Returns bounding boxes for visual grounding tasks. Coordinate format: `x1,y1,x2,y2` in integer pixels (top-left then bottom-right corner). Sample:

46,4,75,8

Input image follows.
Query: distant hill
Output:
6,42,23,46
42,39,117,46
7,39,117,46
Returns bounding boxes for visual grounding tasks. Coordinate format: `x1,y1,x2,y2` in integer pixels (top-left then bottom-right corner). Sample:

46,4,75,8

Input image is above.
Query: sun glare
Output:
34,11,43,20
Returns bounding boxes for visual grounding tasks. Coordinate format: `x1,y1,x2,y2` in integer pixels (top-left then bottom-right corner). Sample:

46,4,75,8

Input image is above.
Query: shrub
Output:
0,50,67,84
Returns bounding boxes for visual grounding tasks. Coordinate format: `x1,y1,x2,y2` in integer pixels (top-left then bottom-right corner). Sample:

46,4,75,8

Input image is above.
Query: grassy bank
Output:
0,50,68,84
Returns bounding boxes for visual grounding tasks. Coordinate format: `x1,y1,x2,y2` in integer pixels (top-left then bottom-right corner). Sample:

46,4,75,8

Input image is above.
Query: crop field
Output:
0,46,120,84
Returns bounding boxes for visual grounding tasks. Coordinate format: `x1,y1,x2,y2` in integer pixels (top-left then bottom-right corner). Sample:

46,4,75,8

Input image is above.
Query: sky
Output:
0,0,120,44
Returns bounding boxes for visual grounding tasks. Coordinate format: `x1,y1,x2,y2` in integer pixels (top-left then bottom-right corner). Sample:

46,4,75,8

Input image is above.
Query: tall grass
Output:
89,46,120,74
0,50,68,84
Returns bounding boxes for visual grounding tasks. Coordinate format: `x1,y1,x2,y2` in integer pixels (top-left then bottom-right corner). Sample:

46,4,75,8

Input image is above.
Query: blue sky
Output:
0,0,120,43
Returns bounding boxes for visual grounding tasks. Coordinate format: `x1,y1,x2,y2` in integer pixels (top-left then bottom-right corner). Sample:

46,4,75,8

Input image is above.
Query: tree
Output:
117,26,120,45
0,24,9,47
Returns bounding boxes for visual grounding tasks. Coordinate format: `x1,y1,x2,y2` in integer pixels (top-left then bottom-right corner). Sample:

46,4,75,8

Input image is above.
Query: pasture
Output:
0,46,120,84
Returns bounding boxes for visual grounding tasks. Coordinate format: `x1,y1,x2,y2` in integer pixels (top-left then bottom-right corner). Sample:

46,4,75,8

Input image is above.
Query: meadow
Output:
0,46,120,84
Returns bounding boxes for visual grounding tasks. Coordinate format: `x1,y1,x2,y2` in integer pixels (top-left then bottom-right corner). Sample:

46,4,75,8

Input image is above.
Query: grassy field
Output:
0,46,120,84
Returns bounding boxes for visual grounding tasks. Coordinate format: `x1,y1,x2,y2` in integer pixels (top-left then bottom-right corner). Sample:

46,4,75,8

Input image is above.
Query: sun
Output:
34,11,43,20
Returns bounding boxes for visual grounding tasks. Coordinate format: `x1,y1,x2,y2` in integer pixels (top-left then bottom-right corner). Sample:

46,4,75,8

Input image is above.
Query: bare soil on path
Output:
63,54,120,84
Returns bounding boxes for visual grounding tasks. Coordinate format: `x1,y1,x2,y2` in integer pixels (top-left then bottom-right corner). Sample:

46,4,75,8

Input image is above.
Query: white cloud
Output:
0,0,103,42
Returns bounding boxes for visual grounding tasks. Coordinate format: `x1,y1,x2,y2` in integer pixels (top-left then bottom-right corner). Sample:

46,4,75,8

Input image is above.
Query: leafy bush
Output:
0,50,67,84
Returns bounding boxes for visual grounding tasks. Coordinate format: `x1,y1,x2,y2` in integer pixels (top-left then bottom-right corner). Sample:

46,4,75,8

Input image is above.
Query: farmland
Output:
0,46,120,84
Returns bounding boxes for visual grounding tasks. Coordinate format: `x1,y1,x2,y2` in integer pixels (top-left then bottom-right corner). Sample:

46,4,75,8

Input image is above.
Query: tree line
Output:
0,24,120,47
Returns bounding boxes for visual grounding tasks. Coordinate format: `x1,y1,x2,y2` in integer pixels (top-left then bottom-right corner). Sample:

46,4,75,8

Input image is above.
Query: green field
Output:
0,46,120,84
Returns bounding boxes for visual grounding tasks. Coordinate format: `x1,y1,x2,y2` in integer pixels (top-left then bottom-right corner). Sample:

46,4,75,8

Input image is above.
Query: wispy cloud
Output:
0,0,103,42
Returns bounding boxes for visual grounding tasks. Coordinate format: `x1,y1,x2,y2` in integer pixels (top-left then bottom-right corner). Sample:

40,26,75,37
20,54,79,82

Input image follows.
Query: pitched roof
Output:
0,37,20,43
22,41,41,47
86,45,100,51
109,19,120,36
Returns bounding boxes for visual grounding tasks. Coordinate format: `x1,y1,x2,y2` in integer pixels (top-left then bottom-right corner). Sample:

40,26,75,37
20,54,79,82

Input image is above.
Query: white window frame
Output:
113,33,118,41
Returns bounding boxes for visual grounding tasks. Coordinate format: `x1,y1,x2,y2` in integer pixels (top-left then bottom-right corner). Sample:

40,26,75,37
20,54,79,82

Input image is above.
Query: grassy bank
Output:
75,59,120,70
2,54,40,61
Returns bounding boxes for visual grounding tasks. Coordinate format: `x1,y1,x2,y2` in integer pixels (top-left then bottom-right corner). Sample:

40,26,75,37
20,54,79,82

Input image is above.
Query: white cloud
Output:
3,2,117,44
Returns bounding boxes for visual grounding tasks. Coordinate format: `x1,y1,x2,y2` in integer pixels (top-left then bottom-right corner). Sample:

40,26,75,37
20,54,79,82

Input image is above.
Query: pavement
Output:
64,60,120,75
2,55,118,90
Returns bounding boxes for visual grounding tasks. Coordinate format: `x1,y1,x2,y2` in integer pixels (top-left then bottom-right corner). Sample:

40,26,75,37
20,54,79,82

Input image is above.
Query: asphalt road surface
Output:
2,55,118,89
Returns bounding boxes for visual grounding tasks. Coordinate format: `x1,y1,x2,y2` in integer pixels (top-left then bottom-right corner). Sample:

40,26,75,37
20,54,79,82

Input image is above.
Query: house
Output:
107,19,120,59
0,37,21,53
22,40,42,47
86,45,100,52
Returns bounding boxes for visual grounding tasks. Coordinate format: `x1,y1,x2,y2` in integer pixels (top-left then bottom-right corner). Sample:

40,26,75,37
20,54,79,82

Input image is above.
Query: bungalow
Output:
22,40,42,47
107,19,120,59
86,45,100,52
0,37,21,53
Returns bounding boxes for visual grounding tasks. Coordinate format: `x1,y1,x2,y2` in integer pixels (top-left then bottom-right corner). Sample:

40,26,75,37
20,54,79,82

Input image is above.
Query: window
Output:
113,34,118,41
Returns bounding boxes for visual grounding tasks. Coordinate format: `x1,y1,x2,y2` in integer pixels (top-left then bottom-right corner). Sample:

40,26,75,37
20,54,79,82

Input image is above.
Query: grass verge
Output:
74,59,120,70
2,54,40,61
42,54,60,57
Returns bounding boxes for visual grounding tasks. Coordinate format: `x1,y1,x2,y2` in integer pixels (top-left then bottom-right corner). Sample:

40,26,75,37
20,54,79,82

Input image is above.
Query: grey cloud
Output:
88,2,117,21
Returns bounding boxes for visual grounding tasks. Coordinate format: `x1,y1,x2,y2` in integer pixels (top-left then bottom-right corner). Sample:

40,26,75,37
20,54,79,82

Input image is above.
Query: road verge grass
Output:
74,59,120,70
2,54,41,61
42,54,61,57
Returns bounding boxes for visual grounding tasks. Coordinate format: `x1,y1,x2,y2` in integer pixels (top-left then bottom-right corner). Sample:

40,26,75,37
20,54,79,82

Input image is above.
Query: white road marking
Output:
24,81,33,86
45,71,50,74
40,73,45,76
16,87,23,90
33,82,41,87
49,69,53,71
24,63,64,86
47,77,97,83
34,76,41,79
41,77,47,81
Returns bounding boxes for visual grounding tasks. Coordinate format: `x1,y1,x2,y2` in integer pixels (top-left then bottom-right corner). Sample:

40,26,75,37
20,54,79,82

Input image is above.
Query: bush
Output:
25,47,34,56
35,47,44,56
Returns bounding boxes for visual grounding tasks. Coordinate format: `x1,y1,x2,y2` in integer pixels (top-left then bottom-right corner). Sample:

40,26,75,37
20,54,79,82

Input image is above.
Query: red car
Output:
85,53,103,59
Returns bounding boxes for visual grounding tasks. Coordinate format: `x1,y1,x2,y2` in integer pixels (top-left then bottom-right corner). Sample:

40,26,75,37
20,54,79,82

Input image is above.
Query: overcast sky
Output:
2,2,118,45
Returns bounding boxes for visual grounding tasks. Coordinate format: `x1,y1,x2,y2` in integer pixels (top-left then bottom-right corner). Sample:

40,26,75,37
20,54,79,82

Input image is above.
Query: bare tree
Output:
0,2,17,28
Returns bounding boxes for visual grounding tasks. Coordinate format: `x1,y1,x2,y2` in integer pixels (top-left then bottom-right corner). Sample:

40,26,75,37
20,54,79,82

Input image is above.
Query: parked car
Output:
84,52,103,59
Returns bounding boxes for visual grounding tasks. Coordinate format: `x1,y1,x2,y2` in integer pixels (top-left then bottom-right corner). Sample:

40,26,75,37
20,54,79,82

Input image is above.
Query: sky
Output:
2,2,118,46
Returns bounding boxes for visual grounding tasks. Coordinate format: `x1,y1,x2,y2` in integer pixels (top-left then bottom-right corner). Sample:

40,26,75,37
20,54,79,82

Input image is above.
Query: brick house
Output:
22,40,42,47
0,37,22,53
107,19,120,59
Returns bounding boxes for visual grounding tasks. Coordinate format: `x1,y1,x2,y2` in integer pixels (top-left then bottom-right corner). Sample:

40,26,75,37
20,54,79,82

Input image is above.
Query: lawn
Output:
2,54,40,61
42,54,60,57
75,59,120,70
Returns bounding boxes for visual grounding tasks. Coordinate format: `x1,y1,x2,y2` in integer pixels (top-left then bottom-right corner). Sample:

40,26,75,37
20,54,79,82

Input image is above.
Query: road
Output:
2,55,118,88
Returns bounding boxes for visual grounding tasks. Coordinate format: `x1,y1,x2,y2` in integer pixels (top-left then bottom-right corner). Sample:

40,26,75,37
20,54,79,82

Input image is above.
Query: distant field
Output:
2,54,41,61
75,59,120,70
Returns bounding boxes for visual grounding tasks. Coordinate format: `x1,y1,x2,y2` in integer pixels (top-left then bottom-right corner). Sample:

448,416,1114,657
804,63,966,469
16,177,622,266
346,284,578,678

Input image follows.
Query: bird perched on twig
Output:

> **Exercise objective**
Reproduce the lines from the beginning of the records through the line containing "7,39,117,46", inclusive, with "distant hill" renamed to "far ridge" and all other text left unchanged.

> **Solution for this problem**
Returns bounding boxes for visual grounding tasks. Coordinate format: `x1,y1,x2,y2` in integer pixels (top-left then bottom-right corner). Sample:

46,4,75,8

Input image follows.
Query: far ridge
Output:
6,42,23,46
42,39,117,46
7,39,117,46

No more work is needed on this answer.